Coordinate annotation records
= = = = = = =

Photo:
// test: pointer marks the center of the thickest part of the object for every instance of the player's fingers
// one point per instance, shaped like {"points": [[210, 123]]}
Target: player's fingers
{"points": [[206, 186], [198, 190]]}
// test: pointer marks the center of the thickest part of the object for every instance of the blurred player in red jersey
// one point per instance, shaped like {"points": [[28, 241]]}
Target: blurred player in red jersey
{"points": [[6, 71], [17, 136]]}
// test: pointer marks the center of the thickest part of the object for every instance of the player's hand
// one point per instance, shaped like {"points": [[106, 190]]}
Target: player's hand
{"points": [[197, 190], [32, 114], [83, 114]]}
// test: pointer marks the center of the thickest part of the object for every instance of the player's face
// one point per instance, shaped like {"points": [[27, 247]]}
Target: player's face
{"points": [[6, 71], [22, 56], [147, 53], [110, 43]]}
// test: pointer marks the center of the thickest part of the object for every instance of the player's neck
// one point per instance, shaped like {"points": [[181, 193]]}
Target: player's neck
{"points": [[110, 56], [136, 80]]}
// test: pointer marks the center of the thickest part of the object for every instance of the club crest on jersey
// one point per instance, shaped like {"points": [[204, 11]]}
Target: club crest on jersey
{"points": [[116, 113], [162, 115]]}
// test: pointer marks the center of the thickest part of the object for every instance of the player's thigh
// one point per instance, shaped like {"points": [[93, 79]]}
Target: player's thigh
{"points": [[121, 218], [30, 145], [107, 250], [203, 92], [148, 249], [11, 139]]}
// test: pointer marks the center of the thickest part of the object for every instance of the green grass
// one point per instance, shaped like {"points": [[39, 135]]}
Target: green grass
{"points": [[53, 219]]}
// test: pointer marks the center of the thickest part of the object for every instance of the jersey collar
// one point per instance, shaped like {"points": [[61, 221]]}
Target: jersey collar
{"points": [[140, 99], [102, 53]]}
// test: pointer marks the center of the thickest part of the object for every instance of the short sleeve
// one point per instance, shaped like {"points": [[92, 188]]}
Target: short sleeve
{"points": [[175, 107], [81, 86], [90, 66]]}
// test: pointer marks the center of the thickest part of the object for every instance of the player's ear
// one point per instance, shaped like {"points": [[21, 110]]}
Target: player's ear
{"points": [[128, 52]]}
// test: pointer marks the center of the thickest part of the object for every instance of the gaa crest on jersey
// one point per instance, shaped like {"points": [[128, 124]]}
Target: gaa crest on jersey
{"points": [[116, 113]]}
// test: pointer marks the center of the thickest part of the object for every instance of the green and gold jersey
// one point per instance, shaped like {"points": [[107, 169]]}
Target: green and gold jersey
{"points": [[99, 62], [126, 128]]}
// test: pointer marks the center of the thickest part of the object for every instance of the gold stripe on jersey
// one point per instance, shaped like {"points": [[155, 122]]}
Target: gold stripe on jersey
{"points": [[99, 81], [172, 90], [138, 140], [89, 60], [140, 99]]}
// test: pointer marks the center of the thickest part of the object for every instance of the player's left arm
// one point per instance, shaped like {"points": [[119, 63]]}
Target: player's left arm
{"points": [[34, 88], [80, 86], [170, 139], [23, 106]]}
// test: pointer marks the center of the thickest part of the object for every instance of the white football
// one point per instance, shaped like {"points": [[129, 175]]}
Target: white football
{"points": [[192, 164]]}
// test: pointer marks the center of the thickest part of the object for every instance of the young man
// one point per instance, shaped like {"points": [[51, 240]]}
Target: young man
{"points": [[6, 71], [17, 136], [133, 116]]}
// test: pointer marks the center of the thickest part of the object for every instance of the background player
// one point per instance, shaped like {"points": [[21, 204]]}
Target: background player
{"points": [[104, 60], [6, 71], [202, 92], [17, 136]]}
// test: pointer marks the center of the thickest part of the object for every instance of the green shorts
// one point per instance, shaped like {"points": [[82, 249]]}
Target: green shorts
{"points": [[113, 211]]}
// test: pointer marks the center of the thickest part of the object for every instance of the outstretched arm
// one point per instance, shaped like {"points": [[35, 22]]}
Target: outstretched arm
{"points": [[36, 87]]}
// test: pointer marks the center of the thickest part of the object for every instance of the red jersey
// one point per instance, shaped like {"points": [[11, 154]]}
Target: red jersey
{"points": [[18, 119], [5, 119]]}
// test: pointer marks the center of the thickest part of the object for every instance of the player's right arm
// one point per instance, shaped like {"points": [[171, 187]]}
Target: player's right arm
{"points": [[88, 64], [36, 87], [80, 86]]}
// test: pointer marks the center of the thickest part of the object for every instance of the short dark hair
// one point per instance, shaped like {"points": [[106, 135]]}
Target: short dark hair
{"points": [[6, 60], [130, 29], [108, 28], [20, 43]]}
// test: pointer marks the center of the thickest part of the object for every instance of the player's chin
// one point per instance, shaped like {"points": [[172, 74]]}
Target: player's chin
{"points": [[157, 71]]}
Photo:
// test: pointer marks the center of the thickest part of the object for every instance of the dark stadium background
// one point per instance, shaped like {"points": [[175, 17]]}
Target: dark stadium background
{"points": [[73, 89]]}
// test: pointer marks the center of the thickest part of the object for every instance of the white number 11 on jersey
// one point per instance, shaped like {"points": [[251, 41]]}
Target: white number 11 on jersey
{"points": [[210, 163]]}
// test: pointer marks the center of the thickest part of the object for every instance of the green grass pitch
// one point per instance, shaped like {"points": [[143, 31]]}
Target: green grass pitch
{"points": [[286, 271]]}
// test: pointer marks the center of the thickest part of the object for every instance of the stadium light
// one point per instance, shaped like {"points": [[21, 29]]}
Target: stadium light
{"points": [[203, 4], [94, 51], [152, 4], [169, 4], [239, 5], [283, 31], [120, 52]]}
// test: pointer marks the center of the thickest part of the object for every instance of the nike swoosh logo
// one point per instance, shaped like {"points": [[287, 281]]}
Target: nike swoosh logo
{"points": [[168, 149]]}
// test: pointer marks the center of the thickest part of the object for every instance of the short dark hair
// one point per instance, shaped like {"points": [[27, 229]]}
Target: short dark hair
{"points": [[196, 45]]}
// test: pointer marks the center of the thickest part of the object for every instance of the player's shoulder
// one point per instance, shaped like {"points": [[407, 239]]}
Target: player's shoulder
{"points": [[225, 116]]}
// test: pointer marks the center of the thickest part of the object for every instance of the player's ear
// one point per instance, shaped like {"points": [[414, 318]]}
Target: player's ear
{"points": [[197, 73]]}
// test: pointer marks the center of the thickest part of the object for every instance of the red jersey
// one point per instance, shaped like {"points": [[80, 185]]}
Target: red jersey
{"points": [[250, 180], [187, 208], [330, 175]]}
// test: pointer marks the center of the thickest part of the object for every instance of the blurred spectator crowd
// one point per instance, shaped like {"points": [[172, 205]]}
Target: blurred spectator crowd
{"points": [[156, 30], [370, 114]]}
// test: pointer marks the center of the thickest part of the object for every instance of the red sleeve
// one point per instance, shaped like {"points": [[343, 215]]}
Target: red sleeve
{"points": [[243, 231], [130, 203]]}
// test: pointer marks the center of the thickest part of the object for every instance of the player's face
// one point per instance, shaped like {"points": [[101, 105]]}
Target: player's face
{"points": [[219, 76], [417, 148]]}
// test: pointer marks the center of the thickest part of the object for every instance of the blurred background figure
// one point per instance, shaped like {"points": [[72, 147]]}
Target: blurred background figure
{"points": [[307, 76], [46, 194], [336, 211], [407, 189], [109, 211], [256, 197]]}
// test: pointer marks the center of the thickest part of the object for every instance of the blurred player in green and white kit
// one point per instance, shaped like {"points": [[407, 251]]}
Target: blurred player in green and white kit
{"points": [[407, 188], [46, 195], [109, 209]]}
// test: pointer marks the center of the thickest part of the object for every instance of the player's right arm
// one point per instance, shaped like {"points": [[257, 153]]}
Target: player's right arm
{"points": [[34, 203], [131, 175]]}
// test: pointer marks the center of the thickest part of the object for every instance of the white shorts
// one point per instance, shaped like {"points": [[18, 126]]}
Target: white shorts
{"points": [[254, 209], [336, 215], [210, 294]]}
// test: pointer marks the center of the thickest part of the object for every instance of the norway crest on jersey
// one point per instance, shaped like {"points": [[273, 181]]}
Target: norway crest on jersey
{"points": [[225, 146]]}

= = = = = = =

§ INSTRUCTIONS TO FOLLOW: Take the lines above from the one holding "the blurred player in green and white kit" to the last and output them exactly.

§ EXERCISE RESPONSE:
// test: pointer marks the center of the thickest part of the object for every instance of the blurred player in green and white kit
// one point per instance, shaped like {"points": [[407, 251]]}
Target: blurred player in green and white kit
{"points": [[407, 188], [46, 195], [109, 209]]}
// test: pointer marks the center of the thickest part of the object for every instance of the player's right arm
// one point per instance, shaped like {"points": [[257, 153]]}
Target: player's right arm
{"points": [[34, 203], [131, 175]]}
// test: pointer marks the center of the thickest part of the object for every instance of the white shorts
// one point per instance, shaped like {"points": [[18, 126]]}
Target: white shorts
{"points": [[254, 209], [336, 215], [210, 294]]}
// test: pointer marks the center of the thickest part of the object for every instance of the norway crest on jersey
// one point per instance, shaped like {"points": [[273, 181]]}
Target: norway crest on jersey
{"points": [[225, 146]]}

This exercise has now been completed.